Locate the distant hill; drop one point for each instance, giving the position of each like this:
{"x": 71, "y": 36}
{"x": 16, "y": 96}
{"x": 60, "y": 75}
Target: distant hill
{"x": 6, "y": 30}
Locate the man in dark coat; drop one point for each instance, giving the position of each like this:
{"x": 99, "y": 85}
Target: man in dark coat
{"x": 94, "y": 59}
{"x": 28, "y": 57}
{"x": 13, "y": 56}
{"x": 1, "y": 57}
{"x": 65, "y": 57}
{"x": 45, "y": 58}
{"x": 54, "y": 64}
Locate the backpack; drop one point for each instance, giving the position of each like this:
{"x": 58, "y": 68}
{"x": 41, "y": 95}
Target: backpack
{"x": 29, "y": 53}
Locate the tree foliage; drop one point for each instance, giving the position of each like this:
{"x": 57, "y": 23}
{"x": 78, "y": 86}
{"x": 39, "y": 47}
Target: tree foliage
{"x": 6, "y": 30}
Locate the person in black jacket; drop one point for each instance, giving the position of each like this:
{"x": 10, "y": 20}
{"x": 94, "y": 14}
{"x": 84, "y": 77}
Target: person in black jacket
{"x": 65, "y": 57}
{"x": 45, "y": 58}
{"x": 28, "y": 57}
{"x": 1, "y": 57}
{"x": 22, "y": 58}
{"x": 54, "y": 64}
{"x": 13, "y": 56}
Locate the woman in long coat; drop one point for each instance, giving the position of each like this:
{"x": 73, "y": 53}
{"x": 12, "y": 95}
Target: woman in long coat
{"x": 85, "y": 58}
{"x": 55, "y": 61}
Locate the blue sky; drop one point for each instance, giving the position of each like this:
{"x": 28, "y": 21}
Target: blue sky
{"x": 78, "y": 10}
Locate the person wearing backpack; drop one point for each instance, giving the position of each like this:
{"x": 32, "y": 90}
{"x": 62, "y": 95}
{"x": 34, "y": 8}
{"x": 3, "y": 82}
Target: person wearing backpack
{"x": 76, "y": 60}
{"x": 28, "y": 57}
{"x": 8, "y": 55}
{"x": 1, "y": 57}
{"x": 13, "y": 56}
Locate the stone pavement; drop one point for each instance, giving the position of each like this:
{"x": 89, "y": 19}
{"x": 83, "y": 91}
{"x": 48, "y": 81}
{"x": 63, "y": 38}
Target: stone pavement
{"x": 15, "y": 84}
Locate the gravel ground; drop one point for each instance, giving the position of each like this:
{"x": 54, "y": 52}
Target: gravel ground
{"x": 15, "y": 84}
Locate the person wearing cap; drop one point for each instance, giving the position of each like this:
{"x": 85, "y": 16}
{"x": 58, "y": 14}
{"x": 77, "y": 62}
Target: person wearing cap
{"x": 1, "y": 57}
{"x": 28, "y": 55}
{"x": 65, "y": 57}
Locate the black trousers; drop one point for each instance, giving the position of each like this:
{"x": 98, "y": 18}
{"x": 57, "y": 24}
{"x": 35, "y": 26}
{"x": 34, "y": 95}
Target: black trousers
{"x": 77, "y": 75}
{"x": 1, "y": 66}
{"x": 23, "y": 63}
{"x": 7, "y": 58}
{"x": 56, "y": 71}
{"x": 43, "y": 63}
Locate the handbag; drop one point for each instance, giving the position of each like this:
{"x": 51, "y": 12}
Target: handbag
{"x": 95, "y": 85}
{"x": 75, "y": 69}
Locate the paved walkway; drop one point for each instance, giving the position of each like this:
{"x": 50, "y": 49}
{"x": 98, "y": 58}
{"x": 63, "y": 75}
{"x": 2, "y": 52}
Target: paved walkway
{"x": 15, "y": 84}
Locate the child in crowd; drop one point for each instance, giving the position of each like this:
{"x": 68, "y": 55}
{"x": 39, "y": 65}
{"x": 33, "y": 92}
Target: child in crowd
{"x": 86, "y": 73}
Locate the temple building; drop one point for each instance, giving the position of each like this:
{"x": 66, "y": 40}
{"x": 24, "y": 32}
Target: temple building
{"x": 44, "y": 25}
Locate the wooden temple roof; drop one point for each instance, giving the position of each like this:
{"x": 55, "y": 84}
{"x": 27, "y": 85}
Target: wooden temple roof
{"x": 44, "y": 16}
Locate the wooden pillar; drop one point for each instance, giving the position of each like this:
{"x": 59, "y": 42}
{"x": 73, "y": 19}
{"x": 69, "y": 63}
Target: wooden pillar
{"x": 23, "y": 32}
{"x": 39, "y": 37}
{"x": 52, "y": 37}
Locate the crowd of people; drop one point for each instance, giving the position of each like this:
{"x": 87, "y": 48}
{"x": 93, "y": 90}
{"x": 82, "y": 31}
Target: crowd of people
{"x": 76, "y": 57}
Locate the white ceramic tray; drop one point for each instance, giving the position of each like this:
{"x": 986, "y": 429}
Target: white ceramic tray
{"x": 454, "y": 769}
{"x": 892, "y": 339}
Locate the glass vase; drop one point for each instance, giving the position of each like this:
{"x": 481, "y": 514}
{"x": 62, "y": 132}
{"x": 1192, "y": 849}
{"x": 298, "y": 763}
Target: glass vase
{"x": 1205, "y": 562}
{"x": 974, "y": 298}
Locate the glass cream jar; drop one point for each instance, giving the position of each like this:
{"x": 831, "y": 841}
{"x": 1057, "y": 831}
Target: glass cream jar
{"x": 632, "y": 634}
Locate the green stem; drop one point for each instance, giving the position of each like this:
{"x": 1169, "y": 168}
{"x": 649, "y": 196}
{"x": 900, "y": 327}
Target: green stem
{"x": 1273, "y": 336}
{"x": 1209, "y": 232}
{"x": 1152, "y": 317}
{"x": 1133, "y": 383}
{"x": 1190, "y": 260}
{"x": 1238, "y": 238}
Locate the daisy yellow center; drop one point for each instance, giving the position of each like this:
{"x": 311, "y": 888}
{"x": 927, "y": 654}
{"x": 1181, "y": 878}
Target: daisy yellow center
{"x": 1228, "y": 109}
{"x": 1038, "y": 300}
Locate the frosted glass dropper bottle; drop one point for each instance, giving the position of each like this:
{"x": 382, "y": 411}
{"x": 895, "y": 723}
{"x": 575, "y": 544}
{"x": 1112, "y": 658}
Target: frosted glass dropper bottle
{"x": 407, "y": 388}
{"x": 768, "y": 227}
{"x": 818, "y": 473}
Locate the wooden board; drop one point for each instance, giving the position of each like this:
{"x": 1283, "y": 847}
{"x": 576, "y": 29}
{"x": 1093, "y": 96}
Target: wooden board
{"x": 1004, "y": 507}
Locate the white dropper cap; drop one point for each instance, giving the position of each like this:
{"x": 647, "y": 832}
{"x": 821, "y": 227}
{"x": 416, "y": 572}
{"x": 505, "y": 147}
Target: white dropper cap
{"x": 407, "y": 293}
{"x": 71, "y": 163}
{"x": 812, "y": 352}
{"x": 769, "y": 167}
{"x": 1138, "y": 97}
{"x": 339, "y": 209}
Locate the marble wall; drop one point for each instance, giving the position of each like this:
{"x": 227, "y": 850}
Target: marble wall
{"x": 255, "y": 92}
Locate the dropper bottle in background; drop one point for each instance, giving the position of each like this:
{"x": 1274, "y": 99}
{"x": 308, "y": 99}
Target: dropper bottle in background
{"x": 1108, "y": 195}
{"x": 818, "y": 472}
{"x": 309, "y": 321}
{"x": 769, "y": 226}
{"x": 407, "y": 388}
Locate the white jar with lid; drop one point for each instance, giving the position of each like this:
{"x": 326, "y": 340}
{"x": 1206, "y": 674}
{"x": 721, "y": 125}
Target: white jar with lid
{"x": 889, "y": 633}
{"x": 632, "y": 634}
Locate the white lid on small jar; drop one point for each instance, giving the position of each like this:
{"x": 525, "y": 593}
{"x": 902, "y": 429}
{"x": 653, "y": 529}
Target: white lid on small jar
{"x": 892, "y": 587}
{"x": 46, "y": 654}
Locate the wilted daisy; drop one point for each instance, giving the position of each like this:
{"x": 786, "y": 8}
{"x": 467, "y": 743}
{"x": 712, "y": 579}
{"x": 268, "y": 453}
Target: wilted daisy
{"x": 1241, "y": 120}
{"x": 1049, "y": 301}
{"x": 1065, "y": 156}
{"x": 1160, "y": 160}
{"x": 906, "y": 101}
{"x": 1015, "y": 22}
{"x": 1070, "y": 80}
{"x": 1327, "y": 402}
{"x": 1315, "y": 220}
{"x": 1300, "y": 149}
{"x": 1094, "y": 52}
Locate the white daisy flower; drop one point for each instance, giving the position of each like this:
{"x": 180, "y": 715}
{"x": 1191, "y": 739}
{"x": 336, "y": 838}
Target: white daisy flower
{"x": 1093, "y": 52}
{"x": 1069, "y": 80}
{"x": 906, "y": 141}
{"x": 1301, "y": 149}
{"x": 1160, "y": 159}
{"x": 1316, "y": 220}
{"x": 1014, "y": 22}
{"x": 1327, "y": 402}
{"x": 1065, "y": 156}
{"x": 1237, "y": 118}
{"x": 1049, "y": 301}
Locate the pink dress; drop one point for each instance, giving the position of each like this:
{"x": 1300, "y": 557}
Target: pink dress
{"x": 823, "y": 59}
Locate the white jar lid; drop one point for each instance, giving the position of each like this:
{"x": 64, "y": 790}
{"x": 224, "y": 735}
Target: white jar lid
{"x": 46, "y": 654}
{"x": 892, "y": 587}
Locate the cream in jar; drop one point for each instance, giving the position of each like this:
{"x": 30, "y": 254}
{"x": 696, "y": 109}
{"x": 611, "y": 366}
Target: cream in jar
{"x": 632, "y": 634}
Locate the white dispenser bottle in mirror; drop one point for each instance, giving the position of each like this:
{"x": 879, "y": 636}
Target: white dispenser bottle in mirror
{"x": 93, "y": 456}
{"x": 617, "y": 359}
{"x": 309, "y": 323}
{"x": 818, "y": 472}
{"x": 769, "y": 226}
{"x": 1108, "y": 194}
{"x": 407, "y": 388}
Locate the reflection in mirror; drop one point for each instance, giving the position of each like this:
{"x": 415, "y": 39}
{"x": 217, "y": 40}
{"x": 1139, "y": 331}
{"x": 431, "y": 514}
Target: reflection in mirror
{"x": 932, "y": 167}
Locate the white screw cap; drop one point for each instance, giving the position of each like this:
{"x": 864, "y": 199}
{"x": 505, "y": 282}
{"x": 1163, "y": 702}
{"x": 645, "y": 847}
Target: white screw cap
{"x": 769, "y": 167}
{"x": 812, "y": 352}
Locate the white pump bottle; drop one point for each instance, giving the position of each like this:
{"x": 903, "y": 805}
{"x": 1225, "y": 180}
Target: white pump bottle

□ □ □ □ □

> SHORT TASK: The required output is the span of lines from the one containing "Locate the pink" to the last line, reproduced character for character.

> SOLUTION FOR THIS TASK:
Locate the pink dress; drop one point for each instance, giving the position of each like this:
{"x": 1300, "y": 557}
Target: pink dress
{"x": 823, "y": 59}
Locate the white jar lid; drop one point for each instance, giving the position of each like this:
{"x": 64, "y": 790}
{"x": 224, "y": 735}
Target: white jar lid
{"x": 46, "y": 654}
{"x": 892, "y": 587}
Locate the cream in jar; drop one point for each instance, giving the position of each like this:
{"x": 30, "y": 254}
{"x": 696, "y": 109}
{"x": 611, "y": 366}
Target: cream in jar
{"x": 632, "y": 634}
Locate the white dispenser bottle in mirror; drop one point for each instance, giving the position of each like this:
{"x": 879, "y": 636}
Target: white dispenser bottle in mirror
{"x": 93, "y": 456}
{"x": 617, "y": 359}
{"x": 309, "y": 323}
{"x": 818, "y": 472}
{"x": 769, "y": 226}
{"x": 1108, "y": 194}
{"x": 407, "y": 388}
Locate the reflection in mirror; drop one point for each instance, giving the position of each like this:
{"x": 415, "y": 39}
{"x": 217, "y": 40}
{"x": 1139, "y": 331}
{"x": 431, "y": 514}
Target: reflection in mirror
{"x": 932, "y": 167}
Locate the white screw cap; drop one point for each instance, giving the position of each like this:
{"x": 864, "y": 199}
{"x": 505, "y": 282}
{"x": 1163, "y": 702}
{"x": 645, "y": 847}
Target: white screw cap
{"x": 769, "y": 167}
{"x": 812, "y": 352}
Locate the white pump bottle; drop one point for each instance, giving the position of each like this:
{"x": 903, "y": 805}
{"x": 1225, "y": 180}
Target: white pump bottle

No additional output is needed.